*** EXTRACT TO READ

In a lengthy segment on the high cost of prescription drugs in the United States, CBS 60 Minutes correspondent Bob Simon asked, “Americans pay more for brand name prescriptions than anyone else in the world. Why?” But instead of presenting information on the various factors that contribute to high prescription drug prices, Simon offered the Bush administration and pharmaceutical industry line: “Well, the drug companies and the government say we have to so the companies can keep developing new drugs.” During the segment, Surgeon General Richard H. Carmona claimed that high U.S. prescription drug prices fund “the research and development of drugs.”
But large profit margins and marketing budgets indicate that drug companies could reduce prices without cutting into research and development money. In fact, pharmaceutical companies devote nearly as much money to marketing as to research and development. In its story, 60 Minutes mentioned neither the pharmaceutical industry's profit margins nor the vast sums they spend on marketing.
Moreover, in presenting only Carmona's and the administration's response to why drugs are cheaper abroad, the 60 Minutes segment omitted a key factor: Prescription drugs are cheaper in Canada and many European countries because those governments negotiate lower prices, as The New York Times reported on November 16, 2003. “The American manufacturers submit to these discounts because pills are cheap to make, so even sales at significantly reduced prices are profitable,” the Times continued. But in the U.S., consumers “pay high prices because nobody is negotiating on their behalf on a national scale.”

******
*** DATA

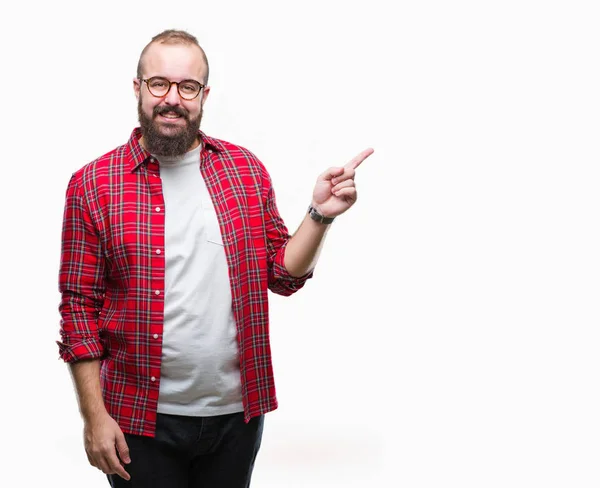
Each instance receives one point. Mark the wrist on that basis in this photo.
(317, 216)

******

Answer these about the piece on prescription drug prices:
(a) According to Surgeon General Richard H. Carmona, what do high U.S. prescription drug prices pay for?
(b) What two things did the 60 Minutes story leave out about drug companies?
(c) Why are prescription drugs cheaper in Canada and many European countries?

RESULT OF THIS TASK:
(a) They pay for the research and development of drugs.
(b) It left out the industry's profit margins and the vast sums spent on marketing.
(c) Those governments negotiate lower prices.